* [Exercise details] Only the pictures are to be left out; return the rest of the data exactly as it stands.

(Dataset entries)
□ □ □ □ □

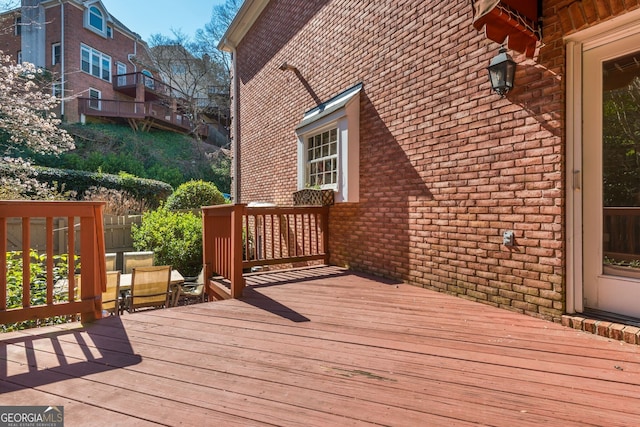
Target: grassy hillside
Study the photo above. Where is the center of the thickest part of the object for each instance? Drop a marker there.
(159, 155)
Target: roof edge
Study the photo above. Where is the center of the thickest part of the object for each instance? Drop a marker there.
(241, 24)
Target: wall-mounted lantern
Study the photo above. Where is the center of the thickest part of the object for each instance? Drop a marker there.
(502, 70)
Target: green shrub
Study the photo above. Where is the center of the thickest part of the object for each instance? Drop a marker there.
(194, 195)
(174, 237)
(149, 192)
(38, 285)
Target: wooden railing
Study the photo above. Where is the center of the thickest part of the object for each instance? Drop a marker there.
(111, 108)
(91, 252)
(237, 237)
(131, 109)
(622, 233)
(129, 80)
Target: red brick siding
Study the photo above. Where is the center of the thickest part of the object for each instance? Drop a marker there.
(77, 82)
(9, 42)
(446, 166)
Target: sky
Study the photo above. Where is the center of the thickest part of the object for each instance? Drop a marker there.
(147, 17)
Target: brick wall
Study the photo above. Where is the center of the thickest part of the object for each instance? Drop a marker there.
(446, 166)
(78, 82)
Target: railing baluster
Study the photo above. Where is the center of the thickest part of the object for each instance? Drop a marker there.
(3, 264)
(71, 264)
(26, 262)
(49, 251)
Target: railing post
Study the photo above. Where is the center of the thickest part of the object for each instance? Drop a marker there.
(325, 233)
(237, 280)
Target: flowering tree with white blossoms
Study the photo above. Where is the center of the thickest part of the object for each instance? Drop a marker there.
(28, 121)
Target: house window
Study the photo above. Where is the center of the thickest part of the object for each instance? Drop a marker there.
(121, 70)
(96, 19)
(148, 79)
(56, 90)
(94, 99)
(322, 160)
(56, 53)
(329, 146)
(95, 63)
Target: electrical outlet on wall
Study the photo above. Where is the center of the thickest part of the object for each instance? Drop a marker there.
(508, 238)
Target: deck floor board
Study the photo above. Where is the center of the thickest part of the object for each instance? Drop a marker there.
(324, 347)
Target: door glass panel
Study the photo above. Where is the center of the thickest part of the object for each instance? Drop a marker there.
(621, 166)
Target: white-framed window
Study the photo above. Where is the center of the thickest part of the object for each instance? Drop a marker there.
(56, 53)
(329, 146)
(95, 63)
(94, 99)
(56, 89)
(321, 162)
(121, 70)
(148, 79)
(96, 19)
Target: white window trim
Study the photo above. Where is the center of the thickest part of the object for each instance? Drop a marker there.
(576, 44)
(56, 89)
(101, 56)
(121, 68)
(87, 20)
(53, 53)
(99, 108)
(343, 113)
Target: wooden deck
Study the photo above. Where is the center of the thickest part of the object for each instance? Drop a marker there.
(324, 347)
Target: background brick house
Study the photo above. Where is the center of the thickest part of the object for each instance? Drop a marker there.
(101, 69)
(445, 166)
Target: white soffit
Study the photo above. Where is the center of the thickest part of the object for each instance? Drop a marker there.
(242, 23)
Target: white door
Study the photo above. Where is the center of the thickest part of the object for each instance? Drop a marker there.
(611, 176)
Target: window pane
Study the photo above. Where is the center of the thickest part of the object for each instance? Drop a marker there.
(322, 159)
(95, 18)
(95, 65)
(106, 69)
(85, 60)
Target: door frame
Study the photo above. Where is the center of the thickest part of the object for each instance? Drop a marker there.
(598, 35)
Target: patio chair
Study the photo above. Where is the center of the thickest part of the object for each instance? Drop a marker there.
(191, 291)
(111, 297)
(131, 260)
(149, 287)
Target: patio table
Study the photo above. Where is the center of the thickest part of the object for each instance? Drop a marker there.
(176, 280)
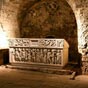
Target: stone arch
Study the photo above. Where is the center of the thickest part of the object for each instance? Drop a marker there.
(26, 26)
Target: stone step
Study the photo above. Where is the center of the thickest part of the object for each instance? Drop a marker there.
(41, 68)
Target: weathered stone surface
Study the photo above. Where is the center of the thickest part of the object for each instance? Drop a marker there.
(57, 21)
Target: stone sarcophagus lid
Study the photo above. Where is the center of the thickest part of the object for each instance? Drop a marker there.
(38, 51)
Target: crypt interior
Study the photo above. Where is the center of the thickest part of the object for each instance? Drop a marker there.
(43, 22)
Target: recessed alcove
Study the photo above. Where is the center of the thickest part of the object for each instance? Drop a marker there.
(54, 18)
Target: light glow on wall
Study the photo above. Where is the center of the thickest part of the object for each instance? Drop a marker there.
(3, 39)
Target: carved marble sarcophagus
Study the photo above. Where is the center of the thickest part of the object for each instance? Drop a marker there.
(38, 51)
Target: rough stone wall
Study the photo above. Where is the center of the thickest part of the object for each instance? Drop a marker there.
(49, 19)
(80, 8)
(9, 15)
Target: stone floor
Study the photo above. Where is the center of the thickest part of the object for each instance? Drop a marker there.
(13, 78)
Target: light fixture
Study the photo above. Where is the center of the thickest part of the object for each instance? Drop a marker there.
(3, 37)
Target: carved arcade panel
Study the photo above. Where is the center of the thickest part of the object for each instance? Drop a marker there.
(43, 51)
(36, 55)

□ □ □ □ □

* [Written solution]
Target: grassy hillside
Study the photo above. Where is the center of the thickest part of the object for each instance? Drop a marker there.
(159, 155)
Target: roof edge
Study the photo above. Where is the center of the thickest part of the object for each instance? Drop a marker there.
(241, 24)
Target: wall-mounted lantern
Study the photo above. Where is the center of the thickest part of the object for each instance? Drop a marker there.
(502, 70)
Target: green shrub
Study the photo above. Where is the center of the thickest part of the object for each instance? Drop a marker there.
(194, 195)
(174, 237)
(149, 192)
(38, 285)
Target: wooden railing
Study the photo above. Where is the center of the thickest part of the object for each instance? Drop a marker there.
(111, 108)
(91, 252)
(237, 237)
(131, 109)
(622, 233)
(129, 80)
Target: red brick siding
Study the photo above. Where is the center of the thickest part of the object for each instance? Drop a marker there.
(77, 82)
(9, 42)
(446, 166)
Target: sky
Study the photo above. Where is the center of the thickest part of the object for each instance? Drop a marker there.
(147, 17)
Target: brick wall
Study the photo above. Where is the center of the thickest part of the object for each instance? Drop a marker there.
(446, 166)
(78, 82)
Target: railing baluster
Study the photo above. Where is the center of the thickest part of the object for each instance? Drop a marker there.
(3, 264)
(71, 264)
(26, 262)
(49, 251)
Target: railing post
Study the photo above. Where is the center of the thickest part of the object for each instance? Drop a marker there.
(325, 233)
(237, 280)
Target: flowering tree with white blossoms
Study the photo above. Where is the center of the thickest part of the object for each instance? Drop a marker there.
(28, 121)
Target: house window
Study the photo above. Where is the center of the thickest part of the object for each instance? Drop a marker there.
(121, 70)
(96, 19)
(148, 79)
(56, 90)
(94, 99)
(322, 160)
(56, 53)
(329, 146)
(95, 63)
Target: electrical outlet on wall
Study the photo above. Where is the center of the thickest part of the object for each instance? Drop a marker there.
(508, 238)
Target: deck floor board
Study the photo above. Where is the center of the thickest part of the object for each instance? Drop a marker there.
(324, 347)
Target: door glass panel
Study the photo above. Where is the center of the thickest part of the object for each instance? Drop a marker there.
(621, 166)
Target: white-framed window
Study the photo above. Where is the center of the thickest part of the object for each instance? Drop a marker there.
(56, 53)
(329, 146)
(95, 63)
(94, 99)
(56, 89)
(321, 162)
(121, 70)
(148, 79)
(96, 19)
Target: white window trim
Study the photo above. Where is the center of the thickest part of the object for each instance? Drop a marker there.
(576, 44)
(56, 89)
(101, 56)
(121, 68)
(87, 20)
(53, 53)
(99, 108)
(343, 113)
Target: wooden deck
Study the photo above. Where is the center of the thickest part of the object for each instance? Drop a marker there.
(324, 347)
Target: background brick house
Study the photo above. Where is the center of the thickest part of the object for each instance? Drop a marker there.
(101, 69)
(445, 166)
Target: white soffit
Study the photo above. Where is the center of the thickest part of the object for each instance? Drop a marker there.
(242, 23)
Target: white door
Study the photo above. Where is the center of the thickest part of the object for each instance? Drop a marker there.
(611, 176)
Target: window pane
Study the photo above. Where is the center of the thickest part of the object for each instance? Drop a marker there.
(322, 159)
(95, 18)
(95, 65)
(106, 69)
(85, 60)
Target: door frame
Study the photo above. Where is the center of the thickest part of the object for each instance? Drop a marker there.
(598, 35)
Target: patio chair
Study the photo above. Where is the center of the thickest part of the object for each instance? Drop a marker there.
(191, 291)
(111, 297)
(131, 260)
(149, 287)
Target: patio table
Study the photo above. Where is the center of the thickest part of the object for each instance? Drop a marker there.
(176, 280)
Target: stone arch
Study the photo above. Where is the center of the thickest part of the object for each instance? Drop a marker there.
(26, 26)
Target: stone step
Study the photo above. Where is the center of the thickest part of the object for each instance? Drop a marker there.
(41, 68)
Target: weathered stone surface
Study the photo above. Where is the center of the thickest part of the object for each instance? Drop a marker there.
(57, 21)
Target: stone sarcophagus lid
Study the photo above. Where is the center of the thickest part of the object for each instance? Drop a marker there.
(38, 51)
Target: crypt interior
Study the photo above. Where is the center of the thickest part of the object for each instance? Drop a marker there.
(43, 22)
Target: recessed alcove
Study the photo above. Where is the center of the thickest part of the object for each instance? Drop a marker there.
(54, 18)
Target: light glow on wall
Study the photo above. Where is the center of the thickest part of the object for each instance? Drop a marker there.
(3, 39)
Target: carved marble sarcophagus
Study the photo above. Where is the center of the thickest part of the object for each instance? Drop a marker there.
(38, 51)
Target: rough stone wall
Study the photo above. Where is the center of the thickest part of the object for each instance? Drop a marker there.
(49, 19)
(80, 8)
(9, 15)
Target: stone floor
Study the photo above. Where is the center of the thickest part of the object for each instance? Drop a marker there.
(13, 78)
Target: light fixture
Study the photo above. Where is the center of the thickest part of the object for each instance? Drop a marker there.
(3, 37)
Target: carved arcade panel
Study the photo above. Where is the center of the thickest part of the object for each instance? Drop a marker there.
(43, 51)
(36, 55)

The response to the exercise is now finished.